Aim of the exercise: Write out exactly, with no other output, the lines below from the one that contains "pole in the photo above." through the end.
** START OF Exercise inputs **
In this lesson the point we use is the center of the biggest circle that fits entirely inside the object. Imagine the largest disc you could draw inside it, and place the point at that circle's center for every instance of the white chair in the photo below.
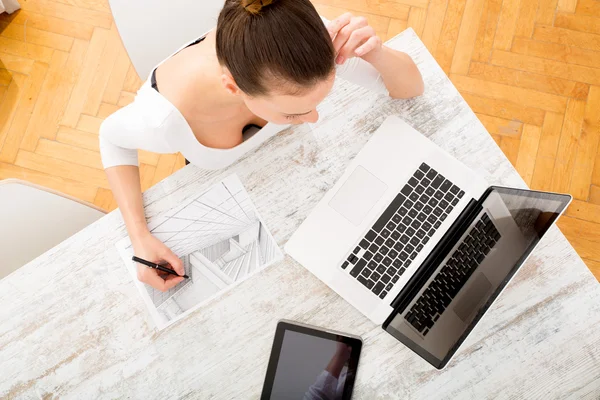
(34, 219)
(151, 30)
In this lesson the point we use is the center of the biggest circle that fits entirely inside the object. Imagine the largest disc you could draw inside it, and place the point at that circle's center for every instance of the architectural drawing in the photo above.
(221, 241)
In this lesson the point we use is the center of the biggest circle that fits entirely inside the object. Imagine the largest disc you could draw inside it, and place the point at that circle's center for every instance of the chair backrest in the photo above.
(34, 219)
(151, 30)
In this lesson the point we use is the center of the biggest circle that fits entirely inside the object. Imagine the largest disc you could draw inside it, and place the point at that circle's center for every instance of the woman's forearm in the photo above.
(399, 72)
(124, 181)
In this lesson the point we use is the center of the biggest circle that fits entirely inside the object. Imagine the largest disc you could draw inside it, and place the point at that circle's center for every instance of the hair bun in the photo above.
(255, 6)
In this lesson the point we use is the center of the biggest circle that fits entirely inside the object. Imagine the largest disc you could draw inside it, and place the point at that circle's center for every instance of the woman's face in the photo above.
(290, 109)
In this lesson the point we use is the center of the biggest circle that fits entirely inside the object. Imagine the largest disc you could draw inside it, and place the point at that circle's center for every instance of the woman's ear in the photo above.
(229, 83)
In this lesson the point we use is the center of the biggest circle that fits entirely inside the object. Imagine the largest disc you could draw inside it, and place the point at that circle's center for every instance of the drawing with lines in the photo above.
(221, 240)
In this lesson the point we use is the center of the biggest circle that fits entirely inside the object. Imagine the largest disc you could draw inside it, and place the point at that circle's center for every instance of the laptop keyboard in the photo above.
(402, 230)
(453, 275)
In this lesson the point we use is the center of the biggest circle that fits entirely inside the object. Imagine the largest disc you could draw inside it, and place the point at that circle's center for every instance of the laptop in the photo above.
(418, 242)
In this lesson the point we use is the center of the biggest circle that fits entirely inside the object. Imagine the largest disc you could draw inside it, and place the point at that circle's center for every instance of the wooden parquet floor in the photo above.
(530, 69)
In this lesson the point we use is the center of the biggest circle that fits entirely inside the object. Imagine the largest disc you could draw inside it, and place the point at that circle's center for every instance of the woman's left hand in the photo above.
(353, 37)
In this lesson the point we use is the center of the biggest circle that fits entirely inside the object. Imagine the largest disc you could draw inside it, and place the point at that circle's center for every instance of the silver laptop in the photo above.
(418, 242)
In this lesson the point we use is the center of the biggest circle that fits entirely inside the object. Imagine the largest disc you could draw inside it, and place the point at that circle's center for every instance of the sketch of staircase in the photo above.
(244, 264)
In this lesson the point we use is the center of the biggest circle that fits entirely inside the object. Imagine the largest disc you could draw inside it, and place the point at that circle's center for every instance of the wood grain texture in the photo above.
(554, 58)
(80, 331)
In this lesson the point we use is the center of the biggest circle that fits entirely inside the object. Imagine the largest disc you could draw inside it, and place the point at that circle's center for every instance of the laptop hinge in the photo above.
(433, 260)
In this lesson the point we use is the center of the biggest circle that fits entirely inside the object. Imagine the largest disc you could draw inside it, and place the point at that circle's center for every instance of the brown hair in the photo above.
(275, 43)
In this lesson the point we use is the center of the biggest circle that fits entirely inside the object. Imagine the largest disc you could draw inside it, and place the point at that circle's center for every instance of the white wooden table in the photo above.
(73, 325)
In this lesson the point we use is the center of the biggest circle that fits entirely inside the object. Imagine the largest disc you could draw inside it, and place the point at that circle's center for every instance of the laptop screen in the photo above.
(521, 218)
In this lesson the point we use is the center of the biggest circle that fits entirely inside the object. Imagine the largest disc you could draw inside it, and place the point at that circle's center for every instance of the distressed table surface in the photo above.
(73, 324)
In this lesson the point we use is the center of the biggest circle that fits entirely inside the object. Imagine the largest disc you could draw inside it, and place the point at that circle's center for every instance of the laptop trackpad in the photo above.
(470, 300)
(358, 195)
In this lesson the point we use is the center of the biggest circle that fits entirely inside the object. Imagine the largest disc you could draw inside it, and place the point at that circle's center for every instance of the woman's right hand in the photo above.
(151, 249)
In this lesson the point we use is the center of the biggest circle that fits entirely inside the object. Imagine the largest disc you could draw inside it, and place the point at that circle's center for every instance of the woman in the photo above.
(268, 64)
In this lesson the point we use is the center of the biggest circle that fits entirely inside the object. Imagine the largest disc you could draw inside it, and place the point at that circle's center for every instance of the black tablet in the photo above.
(308, 363)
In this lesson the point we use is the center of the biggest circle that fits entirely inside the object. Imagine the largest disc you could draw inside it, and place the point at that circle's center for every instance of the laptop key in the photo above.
(371, 235)
(378, 288)
(446, 186)
(358, 268)
(406, 190)
(363, 280)
(437, 182)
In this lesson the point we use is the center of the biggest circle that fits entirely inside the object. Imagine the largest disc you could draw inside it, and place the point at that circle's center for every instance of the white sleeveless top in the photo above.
(153, 123)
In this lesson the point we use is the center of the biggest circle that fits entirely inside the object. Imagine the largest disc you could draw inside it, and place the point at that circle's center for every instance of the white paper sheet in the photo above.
(222, 241)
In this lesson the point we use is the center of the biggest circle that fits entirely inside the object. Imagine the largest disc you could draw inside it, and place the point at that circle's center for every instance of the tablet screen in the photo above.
(310, 364)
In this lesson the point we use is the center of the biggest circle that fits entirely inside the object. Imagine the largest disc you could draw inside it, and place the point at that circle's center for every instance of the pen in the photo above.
(156, 266)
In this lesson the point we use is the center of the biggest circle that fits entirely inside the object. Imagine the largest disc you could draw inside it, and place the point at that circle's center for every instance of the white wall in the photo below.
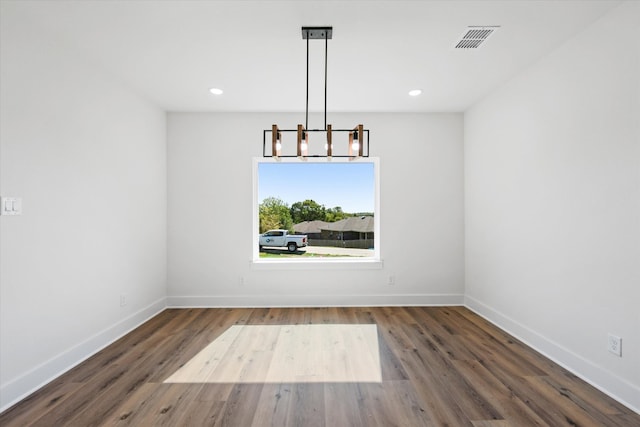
(552, 204)
(88, 159)
(210, 214)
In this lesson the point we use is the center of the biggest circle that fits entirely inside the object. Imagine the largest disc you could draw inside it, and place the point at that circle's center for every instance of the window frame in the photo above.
(373, 262)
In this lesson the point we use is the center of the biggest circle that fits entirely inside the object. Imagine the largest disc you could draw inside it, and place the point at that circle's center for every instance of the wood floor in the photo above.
(438, 366)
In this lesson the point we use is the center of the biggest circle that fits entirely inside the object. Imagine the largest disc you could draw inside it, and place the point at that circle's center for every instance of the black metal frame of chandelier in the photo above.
(365, 146)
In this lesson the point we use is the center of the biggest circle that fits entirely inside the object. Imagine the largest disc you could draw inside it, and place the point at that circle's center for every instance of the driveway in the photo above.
(339, 251)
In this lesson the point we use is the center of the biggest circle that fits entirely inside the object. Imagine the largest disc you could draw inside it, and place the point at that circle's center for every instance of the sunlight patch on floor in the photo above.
(287, 354)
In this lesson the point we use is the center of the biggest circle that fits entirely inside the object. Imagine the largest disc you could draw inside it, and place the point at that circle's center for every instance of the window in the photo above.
(334, 203)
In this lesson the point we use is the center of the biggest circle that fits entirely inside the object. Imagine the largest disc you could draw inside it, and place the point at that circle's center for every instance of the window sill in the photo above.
(318, 264)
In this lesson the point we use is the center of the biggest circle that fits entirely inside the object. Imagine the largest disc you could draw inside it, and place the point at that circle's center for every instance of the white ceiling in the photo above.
(172, 52)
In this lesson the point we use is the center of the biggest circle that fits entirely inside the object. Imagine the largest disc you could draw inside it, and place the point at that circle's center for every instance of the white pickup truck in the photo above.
(282, 238)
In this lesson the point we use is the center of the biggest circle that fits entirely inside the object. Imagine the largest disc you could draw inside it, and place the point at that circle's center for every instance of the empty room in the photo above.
(320, 213)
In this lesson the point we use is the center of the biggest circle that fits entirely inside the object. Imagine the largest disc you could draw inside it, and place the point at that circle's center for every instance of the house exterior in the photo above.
(352, 232)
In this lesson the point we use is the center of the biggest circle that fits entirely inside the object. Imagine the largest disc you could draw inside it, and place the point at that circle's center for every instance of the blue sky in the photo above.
(348, 185)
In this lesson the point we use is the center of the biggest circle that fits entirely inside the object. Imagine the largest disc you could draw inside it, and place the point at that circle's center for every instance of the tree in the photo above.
(307, 211)
(274, 214)
(335, 214)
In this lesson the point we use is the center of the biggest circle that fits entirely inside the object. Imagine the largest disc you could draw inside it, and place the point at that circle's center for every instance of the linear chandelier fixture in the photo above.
(354, 142)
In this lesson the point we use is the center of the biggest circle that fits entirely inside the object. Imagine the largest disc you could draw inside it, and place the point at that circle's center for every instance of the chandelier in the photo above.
(349, 143)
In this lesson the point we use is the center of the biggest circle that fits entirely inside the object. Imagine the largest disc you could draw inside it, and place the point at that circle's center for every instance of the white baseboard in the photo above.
(19, 388)
(314, 300)
(617, 388)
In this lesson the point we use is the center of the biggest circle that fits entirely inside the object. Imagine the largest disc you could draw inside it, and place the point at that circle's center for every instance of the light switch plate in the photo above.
(11, 206)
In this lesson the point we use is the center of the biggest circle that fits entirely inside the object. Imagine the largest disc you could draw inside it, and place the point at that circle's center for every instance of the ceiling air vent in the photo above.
(474, 36)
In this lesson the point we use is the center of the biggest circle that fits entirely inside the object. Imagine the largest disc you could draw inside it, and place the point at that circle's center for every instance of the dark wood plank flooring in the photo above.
(440, 366)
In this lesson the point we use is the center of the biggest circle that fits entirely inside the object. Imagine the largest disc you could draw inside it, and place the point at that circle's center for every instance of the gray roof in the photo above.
(360, 224)
(308, 227)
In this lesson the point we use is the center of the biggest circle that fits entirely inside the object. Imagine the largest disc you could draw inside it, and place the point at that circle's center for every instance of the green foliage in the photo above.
(274, 214)
(307, 211)
(335, 214)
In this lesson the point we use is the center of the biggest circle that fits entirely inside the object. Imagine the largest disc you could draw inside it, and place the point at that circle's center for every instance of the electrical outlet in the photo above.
(615, 345)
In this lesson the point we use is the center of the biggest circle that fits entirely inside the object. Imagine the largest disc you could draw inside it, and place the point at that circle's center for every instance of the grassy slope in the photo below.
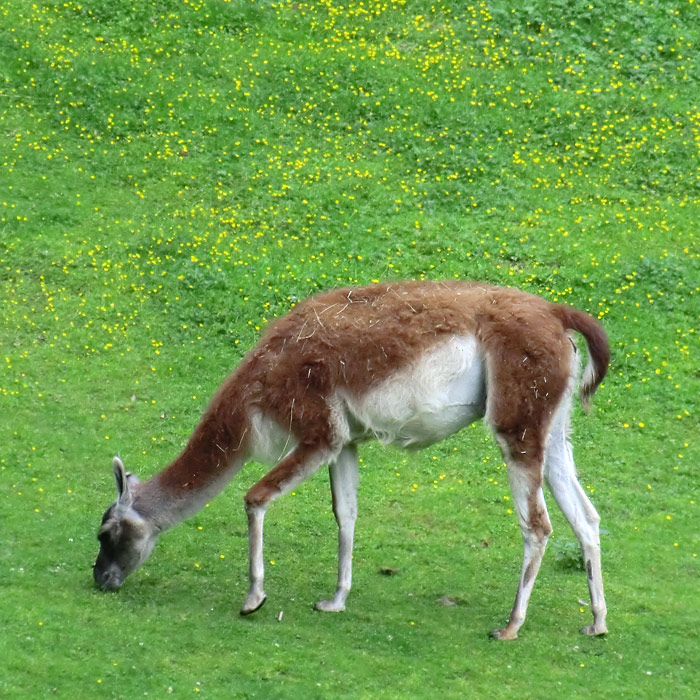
(176, 174)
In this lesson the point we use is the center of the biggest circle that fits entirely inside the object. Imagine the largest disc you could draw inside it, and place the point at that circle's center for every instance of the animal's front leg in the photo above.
(289, 473)
(256, 594)
(344, 479)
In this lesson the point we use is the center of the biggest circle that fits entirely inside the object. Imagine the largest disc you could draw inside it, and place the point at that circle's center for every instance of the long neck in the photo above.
(216, 450)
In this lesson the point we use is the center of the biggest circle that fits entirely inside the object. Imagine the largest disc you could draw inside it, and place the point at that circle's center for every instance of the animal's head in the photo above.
(126, 537)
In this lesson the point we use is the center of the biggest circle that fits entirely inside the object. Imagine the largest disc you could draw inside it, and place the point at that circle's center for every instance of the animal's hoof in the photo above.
(505, 635)
(251, 606)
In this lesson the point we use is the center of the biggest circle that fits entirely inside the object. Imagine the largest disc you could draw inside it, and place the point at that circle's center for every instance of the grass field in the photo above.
(174, 174)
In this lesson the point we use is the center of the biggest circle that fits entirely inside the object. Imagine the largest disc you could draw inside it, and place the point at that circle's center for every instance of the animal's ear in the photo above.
(124, 482)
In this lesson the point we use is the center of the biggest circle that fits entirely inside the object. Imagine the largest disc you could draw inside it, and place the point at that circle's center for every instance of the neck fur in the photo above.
(215, 452)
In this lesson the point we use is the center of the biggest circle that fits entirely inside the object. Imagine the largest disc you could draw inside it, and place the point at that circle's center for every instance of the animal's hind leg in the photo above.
(526, 486)
(344, 480)
(560, 473)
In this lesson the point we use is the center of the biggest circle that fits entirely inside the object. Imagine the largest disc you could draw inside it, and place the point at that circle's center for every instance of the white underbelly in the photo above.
(437, 395)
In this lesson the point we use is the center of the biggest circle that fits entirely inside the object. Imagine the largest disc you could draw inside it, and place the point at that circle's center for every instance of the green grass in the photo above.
(175, 174)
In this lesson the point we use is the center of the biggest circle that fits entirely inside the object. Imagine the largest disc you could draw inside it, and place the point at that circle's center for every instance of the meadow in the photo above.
(176, 173)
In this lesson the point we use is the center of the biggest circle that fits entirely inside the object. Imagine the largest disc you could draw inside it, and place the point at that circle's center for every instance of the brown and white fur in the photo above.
(409, 364)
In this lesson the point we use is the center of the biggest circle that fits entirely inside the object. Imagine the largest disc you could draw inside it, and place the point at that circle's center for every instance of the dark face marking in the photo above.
(124, 545)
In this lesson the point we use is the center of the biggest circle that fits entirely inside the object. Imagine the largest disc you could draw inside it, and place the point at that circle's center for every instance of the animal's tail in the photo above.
(598, 350)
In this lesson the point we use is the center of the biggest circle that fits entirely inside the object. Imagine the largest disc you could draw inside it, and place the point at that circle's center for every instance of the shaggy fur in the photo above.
(407, 363)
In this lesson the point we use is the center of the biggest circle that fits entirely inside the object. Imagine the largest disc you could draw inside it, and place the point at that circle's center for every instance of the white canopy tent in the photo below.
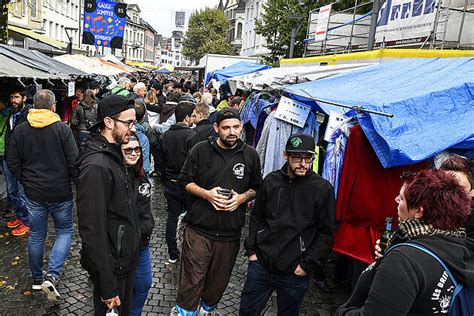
(91, 65)
(277, 78)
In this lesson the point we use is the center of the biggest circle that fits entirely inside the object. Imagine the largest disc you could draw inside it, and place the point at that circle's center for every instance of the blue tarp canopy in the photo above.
(238, 69)
(432, 101)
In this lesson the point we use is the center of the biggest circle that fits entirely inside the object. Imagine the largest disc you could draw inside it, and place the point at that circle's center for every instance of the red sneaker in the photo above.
(22, 230)
(14, 224)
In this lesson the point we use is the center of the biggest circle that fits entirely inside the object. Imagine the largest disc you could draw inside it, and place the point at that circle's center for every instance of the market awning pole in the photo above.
(352, 107)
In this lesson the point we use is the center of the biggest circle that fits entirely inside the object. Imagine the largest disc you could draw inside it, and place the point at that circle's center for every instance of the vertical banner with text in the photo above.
(104, 23)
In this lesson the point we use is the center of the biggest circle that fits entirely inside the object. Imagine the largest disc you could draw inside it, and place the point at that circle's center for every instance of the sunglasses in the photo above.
(128, 151)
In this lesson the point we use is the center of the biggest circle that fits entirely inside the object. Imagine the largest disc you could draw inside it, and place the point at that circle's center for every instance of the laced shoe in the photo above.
(14, 223)
(21, 230)
(49, 288)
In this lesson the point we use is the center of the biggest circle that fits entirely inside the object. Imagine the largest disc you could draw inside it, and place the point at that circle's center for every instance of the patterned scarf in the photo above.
(412, 228)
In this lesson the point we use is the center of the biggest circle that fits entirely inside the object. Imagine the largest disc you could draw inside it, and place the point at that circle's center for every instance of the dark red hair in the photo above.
(445, 203)
(459, 164)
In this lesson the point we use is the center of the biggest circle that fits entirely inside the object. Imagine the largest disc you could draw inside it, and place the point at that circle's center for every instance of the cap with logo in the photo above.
(227, 113)
(300, 143)
(109, 106)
** END OF Exercise inputs **
Result:
In this lesson the point we use is the center of the biggest circle that fits entirely inside the object. Imagine the largest disc you could draw inside it, and place the point at that circle's center for every instance of the market awning pole in the photo above.
(352, 107)
In this lesson the point we use is the center of the biggest circle that fits entirely inside the object. Imagine the largest disc you could draw inside it, and place the point at that circle's center for every instance of the vertical banner with text in the photo above.
(104, 23)
In this lesson the point we use is the center of the biggest circle that fits entirely inside the object. Imagine the largest disc you could draw inside it, and place the point at that circle's center for every instance of the sunglasses in the photo above.
(128, 151)
In this lesson the point we use is the center of the biggest circle that fits entirely inside the object. Imagine the largest disc you could draw inside it, and place the point at that circle's center for every instance of the laced shoe in the photo above.
(14, 223)
(21, 230)
(49, 288)
In this lesson the point we use is the center of the biggest circle that fits entirely inside the object. Imagine the largest disc you could draw inside it, and place the point at that circle's center for every instance of the patterned scarf in the photo above.
(412, 228)
In this lesson the point we use is the center of the biggest circle that fits entirely inside the object. Imagine the largest disc you could draw inside it, and place the point at that circle's center for every instance of the dark red hair in the photo above.
(445, 203)
(459, 164)
In this lesson the point we use is the center of the biggest circle that fits entirely inside the object. Imagine the largest disc you could draw inside it, and place the point at that circle's center for every instance of the cap with logo in the photo above.
(227, 113)
(300, 143)
(109, 106)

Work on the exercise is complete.